■ **Exercise details**
Repeat the records in full and exactly, omitting pictures.

■ **Provided information**
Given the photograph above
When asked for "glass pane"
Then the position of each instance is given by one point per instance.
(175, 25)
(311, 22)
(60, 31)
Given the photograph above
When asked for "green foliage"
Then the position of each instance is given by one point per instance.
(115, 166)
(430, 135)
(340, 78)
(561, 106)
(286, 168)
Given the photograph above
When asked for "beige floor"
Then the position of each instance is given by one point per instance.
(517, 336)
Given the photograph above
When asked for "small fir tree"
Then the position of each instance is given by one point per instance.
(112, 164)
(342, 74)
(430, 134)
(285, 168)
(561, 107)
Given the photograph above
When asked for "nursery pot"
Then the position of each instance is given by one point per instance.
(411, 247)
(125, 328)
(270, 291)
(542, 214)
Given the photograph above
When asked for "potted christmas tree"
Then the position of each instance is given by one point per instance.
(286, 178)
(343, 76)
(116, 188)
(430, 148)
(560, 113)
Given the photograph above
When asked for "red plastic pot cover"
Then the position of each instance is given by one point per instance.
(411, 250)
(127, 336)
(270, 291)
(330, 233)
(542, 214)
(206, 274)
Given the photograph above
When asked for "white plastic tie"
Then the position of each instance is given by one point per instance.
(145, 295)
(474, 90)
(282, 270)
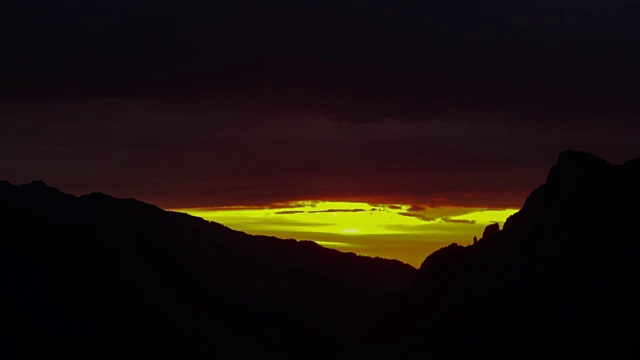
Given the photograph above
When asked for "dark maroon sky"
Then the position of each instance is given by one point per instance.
(241, 102)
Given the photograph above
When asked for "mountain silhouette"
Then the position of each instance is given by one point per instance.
(96, 277)
(559, 281)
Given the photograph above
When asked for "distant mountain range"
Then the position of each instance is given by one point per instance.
(96, 277)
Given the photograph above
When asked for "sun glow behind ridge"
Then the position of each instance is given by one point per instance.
(397, 231)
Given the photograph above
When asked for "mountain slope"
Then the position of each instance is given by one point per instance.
(95, 277)
(558, 281)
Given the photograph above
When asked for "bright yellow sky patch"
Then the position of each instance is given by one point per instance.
(393, 231)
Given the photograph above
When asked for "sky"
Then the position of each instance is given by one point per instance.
(216, 104)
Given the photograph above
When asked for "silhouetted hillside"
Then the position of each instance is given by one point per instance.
(95, 277)
(559, 281)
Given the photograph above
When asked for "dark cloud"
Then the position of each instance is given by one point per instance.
(290, 212)
(335, 210)
(458, 221)
(418, 216)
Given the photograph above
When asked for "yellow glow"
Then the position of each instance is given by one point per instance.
(396, 231)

■ **Task solution**
Given the photograph above
When asked for "glass pane"
Then the position of each instance is given by one point per instance.
(175, 25)
(311, 22)
(60, 31)
Given the photograph above
When asked for "green foliage"
Then the position of each instance is given by one point per instance.
(115, 166)
(430, 135)
(340, 78)
(561, 106)
(286, 168)
Given the photograph above
When asked for "beige floor"
Then the position of each instance is given by one point per instance.
(517, 336)
Given the photograph above
When asked for "small fir tree"
Then the position of each instance is given by one point per instance.
(112, 164)
(342, 74)
(430, 134)
(285, 168)
(561, 107)
Given the photograph above
When asked for "nursery pot"
Then the position of each instance is given by one point per instance.
(411, 247)
(125, 328)
(270, 291)
(542, 214)
Given the photograph above
When asked for "potted christmas tree"
Then the position of each instance is given by one point per instance.
(286, 178)
(343, 76)
(116, 188)
(430, 148)
(560, 113)
Given the photograph above
When asked for "red plastic pot cover"
Then the position of each instance is given by one point per instance.
(411, 250)
(127, 336)
(270, 291)
(330, 233)
(542, 214)
(206, 274)
Given the photograph above
When asked for "white plastic tie"
Then the position of each instance is given by one point per instance.
(145, 295)
(474, 90)
(282, 270)
Given the photograph above
When asked for "dark maroon sky"
Then the position of each instance is given by one point per instance.
(241, 102)
Given the photograph above
When asked for "mountain silhouette"
Then the position of each instance is given by one point per instance.
(96, 277)
(559, 281)
Given the photograph above
When asked for "distant mountain range"
Then the position of each instance is given by one point per instance.
(96, 277)
Given the photograph above
When asked for "sun glow behind ridge"
Then the position of each instance is given by one point per instance.
(397, 231)
Given the photograph above
When asked for "mountain slope"
Then the position of each instance is given by one point per instance.
(95, 277)
(558, 281)
Given the photograph above
When asked for "bright yellow sky patch"
Then the position of each instance is given by one point per instance.
(393, 231)
Given the photograph above
When asked for "sky"
Then the position of each instance is given by one point per instance.
(216, 104)
Given the photograph above
When asked for "silhouetted hillside"
Then the position of each instance is given by one point per instance.
(95, 277)
(559, 281)
Given the photograph above
When asked for "dark cloud"
Then the position of each instance is given by one point per instance.
(290, 212)
(335, 210)
(458, 221)
(418, 216)
Given the photograph above
When asked for "yellow glow"
Then the position of each instance is given by one point per instance.
(396, 231)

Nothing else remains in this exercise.